• **Document passage**:
Acoustic is a compilation album of John Lennon demos, studio and live performances that feature his acoustic guitar work and was released in 2004. 
Although it failed to chart in the United Kingdom, Acoustic reached number 31 in the United States with sales of 27,858 copies, becoming John Lennon's best charting posthumous US release since 1988's Imagine: John Lennon soundtrack. It spent eight weeks on the chart.

In keeping with the overall theme of the album, the booklet contains the lyrics and guitar chords for each track, as well as a chord index on the last page.

Track listing
All tracks written by John Lennon, except where noted.
"Working Class Hero" – 3:58
"Love" – 2:30
"Well Well Well" – 1:14
"Look at Me" – 2:49
"God" – 2:38
"My Mummy's Dead" – 1:13
"Cold Turkey" – 3:26
"The Luck of the Irish" (Lennon/Yoko Ono) – 3:41
"John Sinclair" – 3:22
 Tracks 8-9 recorded live on 10 December 1971 in Ann Arbor, Michigan
"Woman Is the Nigger of the World" (Lennon/Ono) – 0:39
"What You Got" – 2:24
"Watching the Wheels" – 3:04
"Dear Yoko" – 4:05
"Real Love" – 4:00
"Imagine" (Lennon/Ono) – 3:08
 Recorded live on 17 December 1971 at the Apollo Theater, Manhattan, New York City, New York
"It's Real" – 1:04

Reception 

The album received much criticism from both critics and fans, as nine of the sixteen tracks had previously been released on the 1998 John Lennon Anthology box set, while the remaining seven recordings had been available on several different bootleg CDs for years.

• **Input material**:
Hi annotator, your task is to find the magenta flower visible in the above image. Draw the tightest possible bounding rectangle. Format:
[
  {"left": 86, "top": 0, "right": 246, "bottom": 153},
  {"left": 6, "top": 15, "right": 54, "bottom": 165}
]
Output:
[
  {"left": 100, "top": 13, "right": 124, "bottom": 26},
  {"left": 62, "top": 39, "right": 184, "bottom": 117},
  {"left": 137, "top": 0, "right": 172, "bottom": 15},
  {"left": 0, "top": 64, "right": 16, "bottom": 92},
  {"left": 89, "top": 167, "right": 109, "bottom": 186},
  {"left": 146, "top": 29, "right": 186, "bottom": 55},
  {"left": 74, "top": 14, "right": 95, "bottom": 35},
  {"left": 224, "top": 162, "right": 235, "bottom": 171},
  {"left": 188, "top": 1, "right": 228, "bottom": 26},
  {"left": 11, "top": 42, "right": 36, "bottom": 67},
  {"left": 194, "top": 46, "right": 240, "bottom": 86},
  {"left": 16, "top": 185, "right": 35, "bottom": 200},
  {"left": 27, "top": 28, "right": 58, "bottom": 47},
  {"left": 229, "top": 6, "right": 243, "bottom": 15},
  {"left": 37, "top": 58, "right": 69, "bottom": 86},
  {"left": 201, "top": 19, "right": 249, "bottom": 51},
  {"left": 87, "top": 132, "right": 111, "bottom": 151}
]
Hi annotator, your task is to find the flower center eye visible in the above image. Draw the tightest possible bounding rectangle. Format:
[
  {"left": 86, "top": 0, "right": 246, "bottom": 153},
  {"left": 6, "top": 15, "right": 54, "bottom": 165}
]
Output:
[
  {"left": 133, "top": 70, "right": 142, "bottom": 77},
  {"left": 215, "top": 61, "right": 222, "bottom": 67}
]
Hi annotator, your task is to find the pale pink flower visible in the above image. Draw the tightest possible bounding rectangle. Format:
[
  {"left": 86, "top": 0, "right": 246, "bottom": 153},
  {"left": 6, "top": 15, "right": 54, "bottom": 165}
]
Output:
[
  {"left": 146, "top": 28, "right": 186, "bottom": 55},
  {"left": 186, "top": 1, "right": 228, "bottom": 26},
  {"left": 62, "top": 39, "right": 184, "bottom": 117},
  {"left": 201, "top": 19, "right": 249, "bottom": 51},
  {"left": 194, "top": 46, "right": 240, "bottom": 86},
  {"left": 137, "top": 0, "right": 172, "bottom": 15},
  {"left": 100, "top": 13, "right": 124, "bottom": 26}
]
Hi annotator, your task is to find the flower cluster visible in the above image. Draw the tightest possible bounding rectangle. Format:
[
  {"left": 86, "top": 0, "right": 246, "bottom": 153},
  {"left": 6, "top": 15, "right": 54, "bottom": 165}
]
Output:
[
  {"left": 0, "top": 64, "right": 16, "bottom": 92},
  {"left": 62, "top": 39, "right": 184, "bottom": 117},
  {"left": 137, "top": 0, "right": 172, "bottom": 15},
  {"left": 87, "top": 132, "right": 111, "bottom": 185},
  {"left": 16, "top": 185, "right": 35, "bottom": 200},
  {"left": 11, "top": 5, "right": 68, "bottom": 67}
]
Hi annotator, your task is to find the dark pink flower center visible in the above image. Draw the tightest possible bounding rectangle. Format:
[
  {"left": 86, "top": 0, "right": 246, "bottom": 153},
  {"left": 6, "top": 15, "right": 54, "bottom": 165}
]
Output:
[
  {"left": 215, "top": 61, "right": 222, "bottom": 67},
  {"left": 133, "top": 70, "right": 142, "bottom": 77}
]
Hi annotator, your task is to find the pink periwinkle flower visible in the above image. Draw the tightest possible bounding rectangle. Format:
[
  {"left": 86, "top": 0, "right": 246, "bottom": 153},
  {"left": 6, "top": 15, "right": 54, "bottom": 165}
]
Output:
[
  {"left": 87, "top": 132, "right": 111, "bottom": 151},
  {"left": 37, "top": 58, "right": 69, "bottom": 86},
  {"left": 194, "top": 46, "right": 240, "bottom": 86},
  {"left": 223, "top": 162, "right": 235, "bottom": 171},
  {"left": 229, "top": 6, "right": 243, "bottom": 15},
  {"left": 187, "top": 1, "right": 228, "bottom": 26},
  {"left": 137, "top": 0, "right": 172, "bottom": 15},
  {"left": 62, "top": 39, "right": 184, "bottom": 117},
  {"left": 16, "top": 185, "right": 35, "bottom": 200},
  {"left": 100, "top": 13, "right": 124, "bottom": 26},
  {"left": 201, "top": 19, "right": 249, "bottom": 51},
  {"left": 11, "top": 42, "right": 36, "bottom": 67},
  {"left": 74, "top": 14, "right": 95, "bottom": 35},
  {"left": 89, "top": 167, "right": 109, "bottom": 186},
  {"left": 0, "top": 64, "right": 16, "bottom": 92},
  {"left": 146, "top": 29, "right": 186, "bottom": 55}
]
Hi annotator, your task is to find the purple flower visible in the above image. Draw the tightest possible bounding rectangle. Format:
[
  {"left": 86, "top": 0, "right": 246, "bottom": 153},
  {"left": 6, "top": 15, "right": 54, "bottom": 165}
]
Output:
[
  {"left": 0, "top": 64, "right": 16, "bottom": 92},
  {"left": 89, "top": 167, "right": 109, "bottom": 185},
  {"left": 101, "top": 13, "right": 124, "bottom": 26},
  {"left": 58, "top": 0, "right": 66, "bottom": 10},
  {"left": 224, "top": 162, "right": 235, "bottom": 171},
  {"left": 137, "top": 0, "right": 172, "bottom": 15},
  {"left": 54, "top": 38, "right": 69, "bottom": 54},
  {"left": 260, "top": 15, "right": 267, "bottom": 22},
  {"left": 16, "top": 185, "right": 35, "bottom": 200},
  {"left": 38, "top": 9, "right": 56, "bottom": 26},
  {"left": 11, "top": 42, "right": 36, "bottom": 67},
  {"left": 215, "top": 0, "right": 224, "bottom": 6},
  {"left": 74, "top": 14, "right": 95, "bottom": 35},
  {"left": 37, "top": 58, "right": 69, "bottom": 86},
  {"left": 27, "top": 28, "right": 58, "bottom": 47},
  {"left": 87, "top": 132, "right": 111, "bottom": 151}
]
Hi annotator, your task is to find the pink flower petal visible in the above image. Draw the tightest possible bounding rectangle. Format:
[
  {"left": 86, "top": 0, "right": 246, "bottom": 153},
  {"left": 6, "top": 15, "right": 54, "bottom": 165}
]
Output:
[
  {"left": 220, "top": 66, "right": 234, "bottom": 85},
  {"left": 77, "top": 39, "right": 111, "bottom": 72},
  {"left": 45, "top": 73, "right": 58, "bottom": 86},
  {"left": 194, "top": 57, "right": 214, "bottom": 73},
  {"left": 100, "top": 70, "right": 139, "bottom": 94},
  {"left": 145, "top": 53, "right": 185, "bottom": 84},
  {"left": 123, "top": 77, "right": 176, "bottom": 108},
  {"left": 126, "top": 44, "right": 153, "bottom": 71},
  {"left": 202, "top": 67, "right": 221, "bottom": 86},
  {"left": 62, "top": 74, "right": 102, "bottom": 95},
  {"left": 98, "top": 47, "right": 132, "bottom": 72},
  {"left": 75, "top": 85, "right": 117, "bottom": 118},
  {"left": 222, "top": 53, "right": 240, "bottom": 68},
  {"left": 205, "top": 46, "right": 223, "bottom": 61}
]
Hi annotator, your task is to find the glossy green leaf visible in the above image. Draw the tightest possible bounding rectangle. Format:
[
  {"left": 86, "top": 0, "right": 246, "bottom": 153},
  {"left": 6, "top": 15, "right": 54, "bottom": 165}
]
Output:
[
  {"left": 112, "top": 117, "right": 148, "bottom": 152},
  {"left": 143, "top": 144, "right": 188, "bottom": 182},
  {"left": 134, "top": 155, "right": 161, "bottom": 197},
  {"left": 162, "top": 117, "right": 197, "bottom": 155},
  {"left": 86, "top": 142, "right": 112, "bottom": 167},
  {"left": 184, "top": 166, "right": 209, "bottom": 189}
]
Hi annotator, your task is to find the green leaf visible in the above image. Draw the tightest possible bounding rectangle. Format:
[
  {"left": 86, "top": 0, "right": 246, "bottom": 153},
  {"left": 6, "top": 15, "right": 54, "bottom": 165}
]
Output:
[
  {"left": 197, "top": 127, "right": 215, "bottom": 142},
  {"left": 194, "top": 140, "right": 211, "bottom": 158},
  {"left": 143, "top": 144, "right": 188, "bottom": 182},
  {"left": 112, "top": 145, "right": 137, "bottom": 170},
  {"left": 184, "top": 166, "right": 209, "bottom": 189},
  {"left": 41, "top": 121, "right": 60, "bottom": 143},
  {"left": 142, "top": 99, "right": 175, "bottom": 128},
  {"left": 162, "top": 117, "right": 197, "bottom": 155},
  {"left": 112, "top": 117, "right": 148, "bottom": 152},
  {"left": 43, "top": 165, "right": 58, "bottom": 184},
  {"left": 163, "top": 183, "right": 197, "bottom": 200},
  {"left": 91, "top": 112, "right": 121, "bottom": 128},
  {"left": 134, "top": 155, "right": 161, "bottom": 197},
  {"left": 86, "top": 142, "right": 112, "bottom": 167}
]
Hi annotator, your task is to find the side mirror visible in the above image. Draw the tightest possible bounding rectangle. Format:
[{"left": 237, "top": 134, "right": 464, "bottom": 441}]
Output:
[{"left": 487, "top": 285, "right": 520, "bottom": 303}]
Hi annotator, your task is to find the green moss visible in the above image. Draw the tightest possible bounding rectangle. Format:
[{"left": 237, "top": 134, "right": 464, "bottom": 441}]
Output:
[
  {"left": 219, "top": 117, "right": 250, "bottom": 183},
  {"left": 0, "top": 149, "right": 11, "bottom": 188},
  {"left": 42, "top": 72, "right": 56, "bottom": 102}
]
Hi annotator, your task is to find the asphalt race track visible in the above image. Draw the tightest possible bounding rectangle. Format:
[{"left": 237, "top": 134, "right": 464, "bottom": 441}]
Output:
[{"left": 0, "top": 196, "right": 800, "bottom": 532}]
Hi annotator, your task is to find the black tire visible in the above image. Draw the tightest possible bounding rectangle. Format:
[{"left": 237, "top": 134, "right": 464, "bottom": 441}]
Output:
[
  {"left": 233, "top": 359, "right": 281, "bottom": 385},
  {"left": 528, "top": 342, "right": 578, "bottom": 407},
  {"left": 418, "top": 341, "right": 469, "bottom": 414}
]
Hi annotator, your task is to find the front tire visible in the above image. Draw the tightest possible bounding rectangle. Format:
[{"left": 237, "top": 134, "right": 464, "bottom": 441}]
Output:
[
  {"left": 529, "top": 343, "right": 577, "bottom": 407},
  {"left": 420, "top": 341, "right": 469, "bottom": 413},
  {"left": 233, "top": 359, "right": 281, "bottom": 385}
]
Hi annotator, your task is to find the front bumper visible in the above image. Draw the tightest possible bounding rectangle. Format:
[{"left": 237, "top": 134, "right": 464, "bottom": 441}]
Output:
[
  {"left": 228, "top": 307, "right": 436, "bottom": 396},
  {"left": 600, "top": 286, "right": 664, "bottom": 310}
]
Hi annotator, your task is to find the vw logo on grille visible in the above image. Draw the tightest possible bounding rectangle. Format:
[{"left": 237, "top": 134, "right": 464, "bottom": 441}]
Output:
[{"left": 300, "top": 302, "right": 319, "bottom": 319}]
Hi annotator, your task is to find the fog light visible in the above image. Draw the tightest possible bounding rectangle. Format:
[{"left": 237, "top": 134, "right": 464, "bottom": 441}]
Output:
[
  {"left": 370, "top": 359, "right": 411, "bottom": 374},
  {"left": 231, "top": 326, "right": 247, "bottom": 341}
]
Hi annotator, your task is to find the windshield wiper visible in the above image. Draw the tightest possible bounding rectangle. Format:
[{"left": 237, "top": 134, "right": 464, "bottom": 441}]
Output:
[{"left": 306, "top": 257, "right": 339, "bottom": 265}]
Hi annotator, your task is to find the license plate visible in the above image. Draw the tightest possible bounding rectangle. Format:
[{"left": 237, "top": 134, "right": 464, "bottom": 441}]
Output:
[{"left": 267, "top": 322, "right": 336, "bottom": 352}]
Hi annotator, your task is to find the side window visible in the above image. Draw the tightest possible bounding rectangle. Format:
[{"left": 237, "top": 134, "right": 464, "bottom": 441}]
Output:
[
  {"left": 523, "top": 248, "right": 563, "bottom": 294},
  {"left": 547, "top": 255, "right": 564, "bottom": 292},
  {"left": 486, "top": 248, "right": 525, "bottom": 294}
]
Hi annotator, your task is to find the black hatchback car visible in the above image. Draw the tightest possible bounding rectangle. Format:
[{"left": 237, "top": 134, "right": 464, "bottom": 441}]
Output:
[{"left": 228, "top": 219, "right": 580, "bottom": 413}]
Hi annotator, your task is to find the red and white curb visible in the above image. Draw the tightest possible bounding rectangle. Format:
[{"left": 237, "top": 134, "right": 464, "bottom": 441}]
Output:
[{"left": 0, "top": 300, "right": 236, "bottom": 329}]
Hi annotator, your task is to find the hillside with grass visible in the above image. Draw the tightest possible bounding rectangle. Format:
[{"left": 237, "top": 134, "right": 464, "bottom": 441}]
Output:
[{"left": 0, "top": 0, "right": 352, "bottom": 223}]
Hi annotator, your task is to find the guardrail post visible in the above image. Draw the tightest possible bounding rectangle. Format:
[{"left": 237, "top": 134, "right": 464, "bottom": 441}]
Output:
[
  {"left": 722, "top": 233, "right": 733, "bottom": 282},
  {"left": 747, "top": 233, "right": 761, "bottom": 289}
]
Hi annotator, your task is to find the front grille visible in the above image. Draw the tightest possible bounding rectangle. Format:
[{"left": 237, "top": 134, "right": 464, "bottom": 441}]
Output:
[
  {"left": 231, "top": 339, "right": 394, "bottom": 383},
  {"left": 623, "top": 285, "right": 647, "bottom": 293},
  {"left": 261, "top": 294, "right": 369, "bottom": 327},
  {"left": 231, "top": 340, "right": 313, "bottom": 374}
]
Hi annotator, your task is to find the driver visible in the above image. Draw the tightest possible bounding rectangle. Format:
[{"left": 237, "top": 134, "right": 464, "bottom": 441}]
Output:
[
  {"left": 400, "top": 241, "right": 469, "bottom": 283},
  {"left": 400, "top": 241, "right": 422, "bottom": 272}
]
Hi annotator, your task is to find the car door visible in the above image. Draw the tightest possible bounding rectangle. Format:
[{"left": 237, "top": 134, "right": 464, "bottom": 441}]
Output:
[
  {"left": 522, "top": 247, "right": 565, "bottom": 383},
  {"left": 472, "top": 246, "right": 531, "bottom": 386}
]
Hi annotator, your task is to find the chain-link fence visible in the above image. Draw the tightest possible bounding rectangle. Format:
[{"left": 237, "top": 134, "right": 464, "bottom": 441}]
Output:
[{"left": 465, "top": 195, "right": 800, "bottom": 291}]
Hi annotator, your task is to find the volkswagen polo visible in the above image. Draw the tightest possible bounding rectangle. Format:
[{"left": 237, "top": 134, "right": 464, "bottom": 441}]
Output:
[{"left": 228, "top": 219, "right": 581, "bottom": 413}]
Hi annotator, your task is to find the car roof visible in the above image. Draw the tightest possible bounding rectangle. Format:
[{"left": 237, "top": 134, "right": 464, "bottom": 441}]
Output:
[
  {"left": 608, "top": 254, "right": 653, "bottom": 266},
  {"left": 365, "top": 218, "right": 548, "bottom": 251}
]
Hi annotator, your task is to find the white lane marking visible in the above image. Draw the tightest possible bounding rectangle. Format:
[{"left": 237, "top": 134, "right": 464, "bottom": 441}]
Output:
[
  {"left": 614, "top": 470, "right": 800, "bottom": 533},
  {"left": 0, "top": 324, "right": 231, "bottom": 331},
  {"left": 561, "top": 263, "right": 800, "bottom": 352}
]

• **List of tasks**:
a) According to the article on the Acoustic album, why did the album receive much criticism from critics and fans? Answer in one to three sentences.
b) Gather every line of the records that contains the word "flower". Case counts.

• **Solutions per task**:
a) Nine of the album's sixteen tracks had already been released on the 1998 John Lennon Anthology box set. The other seven recordings had been available for years on several different bootleg CDs.

b)
Hi annotator, your task is to find the magenta flower visible in the above image. Draw the tightest possible bounding rectangle. Format:
Hi annotator, your task is to find the flower center eye visible in the above image. Draw the tightest possible bounding rectangle. Format:
Hi annotator, your task is to find the pale pink flower visible in the above image. Draw the tightest possible bounding rectangle. Format:
Hi annotator, your task is to find the flower cluster visible in the above image. Draw the tightest possible bounding rectangle. Format:
Hi annotator, your task is to find the dark pink flower center visible in the above image. Draw the tightest possible bounding rectangle. Format:
Hi annotator, your task is to find the pink periwinkle flower visible in the above image. Draw the tightest possible bounding rectangle. Format:
Hi annotator, your task is to find the purple flower visible in the above image. Draw the tightest possible bounding rectangle. Format:
Hi annotator, your task is to find the pink flower petal visible in the above image. Draw the tightest possible bounding rectangle. Format:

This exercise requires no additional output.